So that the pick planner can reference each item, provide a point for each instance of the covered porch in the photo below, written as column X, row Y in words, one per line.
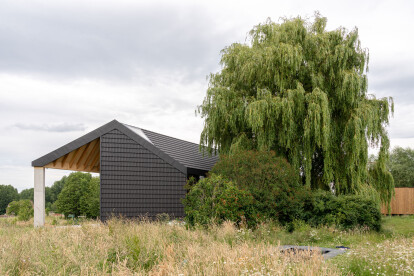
column 85, row 158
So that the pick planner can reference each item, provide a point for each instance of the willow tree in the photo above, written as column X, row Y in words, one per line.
column 301, row 91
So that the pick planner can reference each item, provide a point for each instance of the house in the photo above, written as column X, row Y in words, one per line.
column 141, row 172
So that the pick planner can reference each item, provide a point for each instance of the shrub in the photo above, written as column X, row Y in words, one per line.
column 215, row 198
column 79, row 196
column 344, row 211
column 271, row 180
column 23, row 209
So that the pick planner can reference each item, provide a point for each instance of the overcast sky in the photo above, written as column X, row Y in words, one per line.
column 68, row 67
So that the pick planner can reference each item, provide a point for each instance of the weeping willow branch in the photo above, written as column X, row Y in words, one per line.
column 301, row 91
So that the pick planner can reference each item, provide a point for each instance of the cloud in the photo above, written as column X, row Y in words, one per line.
column 61, row 127
column 109, row 42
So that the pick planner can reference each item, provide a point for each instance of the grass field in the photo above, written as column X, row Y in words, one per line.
column 122, row 247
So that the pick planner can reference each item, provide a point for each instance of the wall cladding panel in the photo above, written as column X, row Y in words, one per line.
column 135, row 182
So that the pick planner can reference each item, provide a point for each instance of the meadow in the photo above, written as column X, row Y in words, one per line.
column 126, row 247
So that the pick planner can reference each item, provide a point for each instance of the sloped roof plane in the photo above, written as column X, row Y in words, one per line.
column 180, row 154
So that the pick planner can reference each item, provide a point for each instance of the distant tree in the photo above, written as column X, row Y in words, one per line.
column 27, row 194
column 401, row 165
column 23, row 209
column 57, row 187
column 80, row 195
column 301, row 91
column 7, row 194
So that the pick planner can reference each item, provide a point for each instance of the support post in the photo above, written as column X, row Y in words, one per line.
column 39, row 196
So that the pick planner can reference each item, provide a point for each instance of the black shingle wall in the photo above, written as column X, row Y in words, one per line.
column 136, row 182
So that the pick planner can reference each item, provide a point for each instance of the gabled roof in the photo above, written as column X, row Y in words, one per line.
column 186, row 153
column 180, row 154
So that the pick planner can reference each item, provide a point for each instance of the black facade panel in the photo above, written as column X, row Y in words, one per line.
column 136, row 182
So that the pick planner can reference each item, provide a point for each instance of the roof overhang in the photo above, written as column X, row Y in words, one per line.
column 83, row 154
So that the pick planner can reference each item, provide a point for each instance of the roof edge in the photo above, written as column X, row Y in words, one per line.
column 134, row 136
column 94, row 134
column 97, row 133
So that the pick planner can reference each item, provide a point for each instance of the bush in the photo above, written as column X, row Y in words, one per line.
column 79, row 196
column 215, row 198
column 271, row 180
column 23, row 209
column 344, row 211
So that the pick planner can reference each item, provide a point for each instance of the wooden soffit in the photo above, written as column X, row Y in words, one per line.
column 85, row 159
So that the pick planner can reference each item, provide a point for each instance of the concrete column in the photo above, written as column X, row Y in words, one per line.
column 39, row 196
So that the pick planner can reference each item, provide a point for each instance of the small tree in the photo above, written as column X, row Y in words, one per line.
column 401, row 166
column 7, row 194
column 23, row 209
column 271, row 180
column 80, row 195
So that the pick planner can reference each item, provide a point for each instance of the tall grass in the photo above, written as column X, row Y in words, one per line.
column 125, row 247
column 122, row 247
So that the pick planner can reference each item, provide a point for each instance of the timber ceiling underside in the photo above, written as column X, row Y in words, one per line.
column 85, row 159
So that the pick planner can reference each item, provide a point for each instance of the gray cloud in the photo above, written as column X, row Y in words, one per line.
column 60, row 127
column 393, row 79
column 98, row 42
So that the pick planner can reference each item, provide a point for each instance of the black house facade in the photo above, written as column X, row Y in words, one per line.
column 142, row 173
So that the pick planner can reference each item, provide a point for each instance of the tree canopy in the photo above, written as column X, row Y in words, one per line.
column 7, row 194
column 401, row 165
column 79, row 196
column 301, row 91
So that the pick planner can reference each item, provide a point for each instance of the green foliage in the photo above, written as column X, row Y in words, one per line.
column 27, row 194
column 343, row 211
column 13, row 208
column 301, row 91
column 50, row 196
column 23, row 209
column 7, row 194
column 270, row 179
column 57, row 187
column 401, row 165
column 80, row 195
column 215, row 198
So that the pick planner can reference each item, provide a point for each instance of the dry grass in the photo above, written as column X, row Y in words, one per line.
column 146, row 248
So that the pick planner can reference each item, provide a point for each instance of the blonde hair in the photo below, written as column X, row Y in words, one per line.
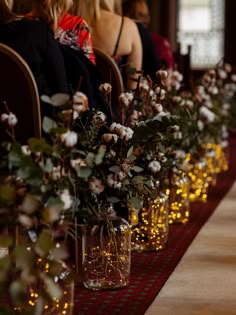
column 90, row 10
column 51, row 11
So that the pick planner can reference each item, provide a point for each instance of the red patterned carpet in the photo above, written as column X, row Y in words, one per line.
column 150, row 270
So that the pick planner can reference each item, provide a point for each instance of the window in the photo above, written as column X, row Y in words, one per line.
column 201, row 25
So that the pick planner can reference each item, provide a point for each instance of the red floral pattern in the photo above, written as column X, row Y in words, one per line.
column 74, row 32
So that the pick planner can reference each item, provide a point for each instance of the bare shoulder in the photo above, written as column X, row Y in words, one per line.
column 130, row 25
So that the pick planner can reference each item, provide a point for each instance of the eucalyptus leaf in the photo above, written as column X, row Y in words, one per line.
column 136, row 203
column 101, row 153
column 53, row 289
column 137, row 169
column 48, row 124
column 44, row 243
column 40, row 145
column 114, row 169
column 90, row 159
column 84, row 172
column 130, row 151
column 113, row 199
column 7, row 195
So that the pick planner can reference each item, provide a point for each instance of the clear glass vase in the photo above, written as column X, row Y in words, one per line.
column 150, row 224
column 106, row 260
column 178, row 195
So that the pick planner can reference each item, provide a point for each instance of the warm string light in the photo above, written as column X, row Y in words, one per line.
column 150, row 227
column 197, row 173
column 222, row 157
column 55, row 306
column 178, row 195
column 106, row 256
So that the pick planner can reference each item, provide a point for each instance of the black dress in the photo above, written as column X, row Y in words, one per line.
column 34, row 41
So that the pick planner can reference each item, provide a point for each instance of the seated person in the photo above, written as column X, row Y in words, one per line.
column 34, row 41
column 138, row 10
column 151, row 60
column 69, row 30
column 115, row 35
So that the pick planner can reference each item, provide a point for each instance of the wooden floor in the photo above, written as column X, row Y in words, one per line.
column 204, row 282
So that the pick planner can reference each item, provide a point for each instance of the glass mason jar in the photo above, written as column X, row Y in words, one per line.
column 106, row 242
column 150, row 225
column 197, row 172
column 178, row 195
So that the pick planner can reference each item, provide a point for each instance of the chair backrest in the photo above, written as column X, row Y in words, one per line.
column 183, row 64
column 110, row 74
column 19, row 90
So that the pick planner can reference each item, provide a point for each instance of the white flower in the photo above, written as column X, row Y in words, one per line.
column 162, row 73
column 12, row 120
column 4, row 117
column 233, row 77
column 105, row 88
column 180, row 154
column 110, row 138
column 26, row 221
column 57, row 172
column 126, row 98
column 25, row 150
column 207, row 114
column 189, row 104
column 96, row 186
column 154, row 166
column 200, row 125
column 76, row 163
column 157, row 108
column 69, row 138
column 66, row 199
column 222, row 74
column 174, row 128
column 80, row 102
column 112, row 181
column 99, row 118
column 177, row 99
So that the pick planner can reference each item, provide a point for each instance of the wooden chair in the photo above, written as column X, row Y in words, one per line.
column 110, row 74
column 19, row 90
column 183, row 65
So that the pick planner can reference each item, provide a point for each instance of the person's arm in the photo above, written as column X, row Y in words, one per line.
column 55, row 68
column 134, row 59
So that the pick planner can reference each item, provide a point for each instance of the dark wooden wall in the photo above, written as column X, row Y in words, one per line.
column 164, row 18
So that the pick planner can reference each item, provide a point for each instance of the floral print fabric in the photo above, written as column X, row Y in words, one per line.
column 73, row 31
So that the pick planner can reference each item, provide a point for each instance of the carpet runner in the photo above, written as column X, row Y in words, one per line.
column 150, row 270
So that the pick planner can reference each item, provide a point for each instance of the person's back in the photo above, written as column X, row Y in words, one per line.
column 34, row 41
column 139, row 10
column 117, row 36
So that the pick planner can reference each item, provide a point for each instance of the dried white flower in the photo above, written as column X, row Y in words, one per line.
column 4, row 117
column 105, row 88
column 12, row 120
column 110, row 138
column 66, row 199
column 207, row 114
column 69, row 138
column 154, row 166
column 126, row 98
column 80, row 102
column 25, row 150
column 99, row 118
column 96, row 186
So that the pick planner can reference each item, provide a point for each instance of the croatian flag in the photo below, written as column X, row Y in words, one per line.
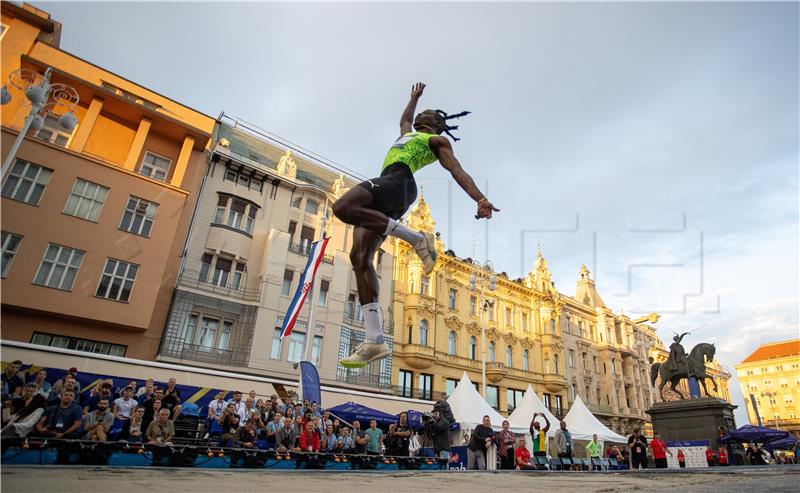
column 306, row 281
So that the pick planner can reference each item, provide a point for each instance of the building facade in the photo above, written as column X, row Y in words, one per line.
column 93, row 219
column 771, row 377
column 261, row 207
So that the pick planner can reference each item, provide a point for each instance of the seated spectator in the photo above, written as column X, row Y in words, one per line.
column 13, row 378
column 97, row 423
column 286, row 437
column 136, row 429
column 161, row 431
column 42, row 385
column 172, row 399
column 247, row 435
column 62, row 420
column 27, row 411
column 346, row 442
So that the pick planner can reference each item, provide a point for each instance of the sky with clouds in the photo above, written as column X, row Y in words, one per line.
column 657, row 143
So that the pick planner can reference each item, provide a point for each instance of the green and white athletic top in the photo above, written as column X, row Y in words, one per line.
column 411, row 149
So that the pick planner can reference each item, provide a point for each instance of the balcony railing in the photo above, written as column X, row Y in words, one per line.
column 191, row 278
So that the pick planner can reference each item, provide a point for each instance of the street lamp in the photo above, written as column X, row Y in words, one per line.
column 45, row 98
column 483, row 277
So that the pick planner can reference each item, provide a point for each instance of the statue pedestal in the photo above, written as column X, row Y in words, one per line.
column 692, row 419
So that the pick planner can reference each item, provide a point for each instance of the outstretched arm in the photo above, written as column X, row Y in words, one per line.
column 443, row 150
column 407, row 119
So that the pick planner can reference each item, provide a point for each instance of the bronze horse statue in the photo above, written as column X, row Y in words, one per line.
column 696, row 362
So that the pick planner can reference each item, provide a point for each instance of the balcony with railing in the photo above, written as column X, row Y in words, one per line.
column 192, row 279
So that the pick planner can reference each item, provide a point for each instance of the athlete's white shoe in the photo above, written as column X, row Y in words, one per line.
column 365, row 353
column 426, row 251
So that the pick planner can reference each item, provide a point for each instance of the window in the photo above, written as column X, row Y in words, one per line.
column 324, row 286
column 59, row 267
column 316, row 349
column 449, row 386
column 155, row 166
column 423, row 332
column 492, row 396
column 26, row 182
column 117, row 280
column 139, row 216
column 297, row 347
column 286, row 287
column 275, row 352
column 86, row 200
column 77, row 344
column 404, row 383
column 11, row 244
column 425, row 387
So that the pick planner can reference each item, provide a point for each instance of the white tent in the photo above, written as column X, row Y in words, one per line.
column 582, row 424
column 523, row 413
column 469, row 408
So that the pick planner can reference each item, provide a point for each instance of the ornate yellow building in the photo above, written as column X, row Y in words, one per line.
column 564, row 346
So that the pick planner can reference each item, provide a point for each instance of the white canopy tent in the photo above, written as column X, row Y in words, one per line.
column 582, row 424
column 523, row 413
column 469, row 408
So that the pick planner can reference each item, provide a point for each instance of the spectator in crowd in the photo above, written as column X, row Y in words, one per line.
column 13, row 378
column 522, row 457
column 360, row 438
column 402, row 435
column 161, row 431
column 62, row 420
column 26, row 410
column 123, row 409
column 505, row 447
column 247, row 435
column 539, row 435
column 286, row 437
column 659, row 450
column 97, row 423
column 563, row 441
column 136, row 429
column 374, row 436
column 638, row 445
column 346, row 442
column 481, row 439
column 229, row 423
column 309, row 440
column 172, row 399
column 42, row 385
column 594, row 450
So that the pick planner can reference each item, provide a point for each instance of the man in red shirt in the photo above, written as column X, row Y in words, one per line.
column 659, row 449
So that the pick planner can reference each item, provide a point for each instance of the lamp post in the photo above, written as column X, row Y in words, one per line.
column 483, row 277
column 44, row 98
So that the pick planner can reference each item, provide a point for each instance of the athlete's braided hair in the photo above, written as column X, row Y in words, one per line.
column 447, row 127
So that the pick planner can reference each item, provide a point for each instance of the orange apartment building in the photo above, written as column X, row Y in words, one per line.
column 94, row 220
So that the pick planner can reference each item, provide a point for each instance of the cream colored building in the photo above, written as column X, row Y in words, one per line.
column 771, row 375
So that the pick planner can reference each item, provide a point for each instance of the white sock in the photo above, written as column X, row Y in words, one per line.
column 401, row 231
column 373, row 322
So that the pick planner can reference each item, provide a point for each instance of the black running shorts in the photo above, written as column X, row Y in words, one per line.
column 394, row 191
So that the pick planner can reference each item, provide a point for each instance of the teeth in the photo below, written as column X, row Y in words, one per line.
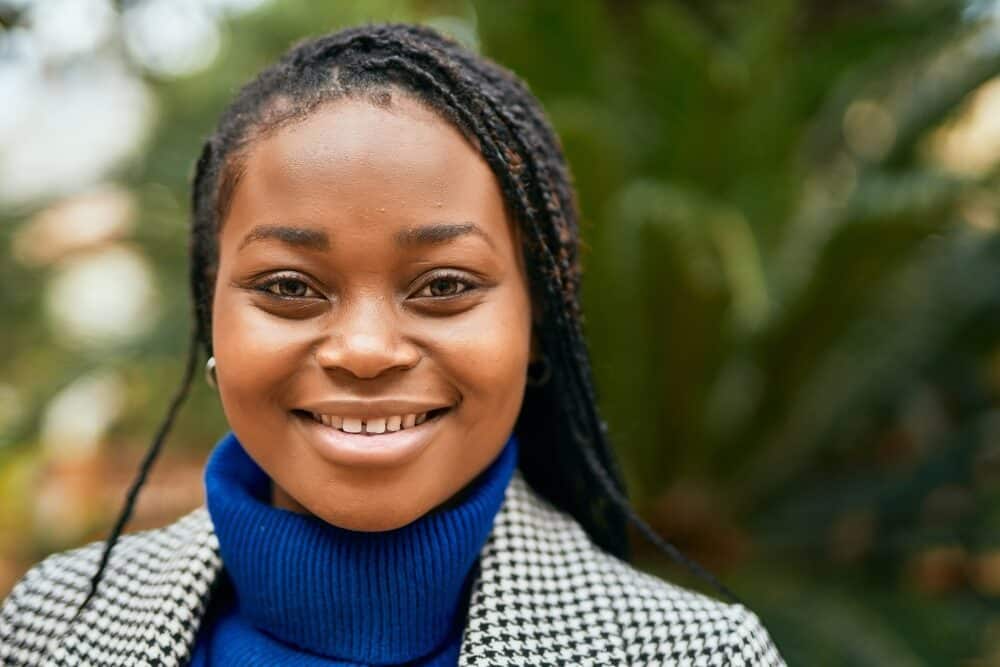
column 374, row 425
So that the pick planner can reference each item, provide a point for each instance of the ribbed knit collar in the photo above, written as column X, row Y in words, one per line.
column 369, row 597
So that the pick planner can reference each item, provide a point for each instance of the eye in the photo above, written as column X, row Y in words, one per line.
column 445, row 285
column 288, row 287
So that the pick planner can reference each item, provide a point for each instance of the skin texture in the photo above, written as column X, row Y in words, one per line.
column 363, row 316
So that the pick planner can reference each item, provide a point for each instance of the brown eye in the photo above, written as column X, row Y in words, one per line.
column 445, row 286
column 288, row 288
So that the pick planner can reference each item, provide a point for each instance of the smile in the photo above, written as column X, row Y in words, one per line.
column 375, row 425
column 372, row 443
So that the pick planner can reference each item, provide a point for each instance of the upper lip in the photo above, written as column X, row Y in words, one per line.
column 375, row 407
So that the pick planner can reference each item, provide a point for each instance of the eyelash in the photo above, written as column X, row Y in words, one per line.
column 469, row 285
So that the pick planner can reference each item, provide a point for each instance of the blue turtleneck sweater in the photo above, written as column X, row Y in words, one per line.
column 296, row 590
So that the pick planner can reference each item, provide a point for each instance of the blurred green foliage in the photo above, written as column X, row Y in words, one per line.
column 791, row 296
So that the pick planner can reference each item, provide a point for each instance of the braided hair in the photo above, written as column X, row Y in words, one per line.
column 565, row 453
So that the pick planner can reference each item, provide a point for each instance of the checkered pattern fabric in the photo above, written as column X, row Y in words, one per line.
column 544, row 595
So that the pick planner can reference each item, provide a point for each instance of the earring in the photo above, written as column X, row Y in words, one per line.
column 542, row 376
column 210, row 373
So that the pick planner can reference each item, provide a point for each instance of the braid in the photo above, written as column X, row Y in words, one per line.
column 147, row 464
column 566, row 455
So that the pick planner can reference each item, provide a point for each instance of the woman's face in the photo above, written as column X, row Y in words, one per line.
column 368, row 276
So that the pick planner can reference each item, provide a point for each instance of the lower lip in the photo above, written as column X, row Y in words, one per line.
column 356, row 449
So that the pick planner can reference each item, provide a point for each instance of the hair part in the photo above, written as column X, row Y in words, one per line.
column 565, row 455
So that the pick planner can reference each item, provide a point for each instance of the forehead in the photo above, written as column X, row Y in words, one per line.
column 351, row 162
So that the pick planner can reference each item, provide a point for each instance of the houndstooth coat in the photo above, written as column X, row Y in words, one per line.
column 544, row 595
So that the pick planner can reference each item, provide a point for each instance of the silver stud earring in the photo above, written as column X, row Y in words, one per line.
column 210, row 373
column 542, row 376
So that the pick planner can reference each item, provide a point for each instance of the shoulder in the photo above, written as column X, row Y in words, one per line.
column 543, row 560
column 176, row 563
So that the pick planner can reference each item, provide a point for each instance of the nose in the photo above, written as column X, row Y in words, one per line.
column 365, row 340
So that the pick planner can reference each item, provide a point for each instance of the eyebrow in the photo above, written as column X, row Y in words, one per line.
column 302, row 237
column 318, row 239
column 440, row 233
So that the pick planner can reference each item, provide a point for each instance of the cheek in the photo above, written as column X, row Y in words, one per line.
column 488, row 353
column 256, row 354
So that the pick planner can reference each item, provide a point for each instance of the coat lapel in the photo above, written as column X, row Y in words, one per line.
column 542, row 596
column 533, row 602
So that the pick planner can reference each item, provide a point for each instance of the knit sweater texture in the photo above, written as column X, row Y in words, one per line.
column 297, row 590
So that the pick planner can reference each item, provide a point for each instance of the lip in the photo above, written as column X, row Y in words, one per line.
column 374, row 407
column 383, row 450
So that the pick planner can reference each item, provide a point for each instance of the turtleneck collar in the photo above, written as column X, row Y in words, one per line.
column 370, row 597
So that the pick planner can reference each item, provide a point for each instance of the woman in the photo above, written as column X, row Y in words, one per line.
column 386, row 283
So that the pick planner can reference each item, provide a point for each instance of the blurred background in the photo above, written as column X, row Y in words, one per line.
column 792, row 280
—————
GIVEN REQUEST.
Rewrite everything above from the line containing "of the shoulder" down to the line containing "column 383, row 450", both included, as a Markdown table with the columns "No." and "Line", numbering the rows and leaving out blank lines.

OUTPUT OF THE EXERCISE.
| No. | Line |
|---|---|
| 1 | So that the pick planner can reference each item, provide a point for each instance of the shoulder in the photo above, written as column X, row Y in words, one per line. |
| 2 | column 543, row 560 |
| 3 | column 176, row 563 |
| 4 | So that the pick planner can reference each item, provide a point for each instance of the nose in the photo above, written as column X, row Y in words, one per line. |
| 5 | column 365, row 340 |
| 6 | So that the pick planner can reference each item, provide a point for each instance of the eyebrow in the photo above, written as column X, row Y in words, one per line. |
| 7 | column 302, row 237 |
| 8 | column 318, row 239 |
| 9 | column 440, row 233 |
| 10 | So that the pick planner can reference each item, provide a point for each instance of the cheek in the photo above, written as column X, row Y in words, one per line. |
| 11 | column 488, row 353 |
| 12 | column 256, row 354 |
| 13 | So that the pick planner can reference each item, provide a point for each instance of the coat lapel in the photo above, written as column X, row Y in words, one per line. |
| 14 | column 542, row 596 |
| 15 | column 533, row 602 |
| 16 | So that the pick planner can reference each item, provide a point for each instance of the knit sweater texture in the photo above, written as column X, row Y in words, one per line. |
| 17 | column 297, row 590 |
| 18 | So that the pick planner can reference each item, provide a point for each instance of the lip in the photo above, written as column X, row Y in words, one per line. |
| 19 | column 374, row 407 |
| 20 | column 383, row 450 |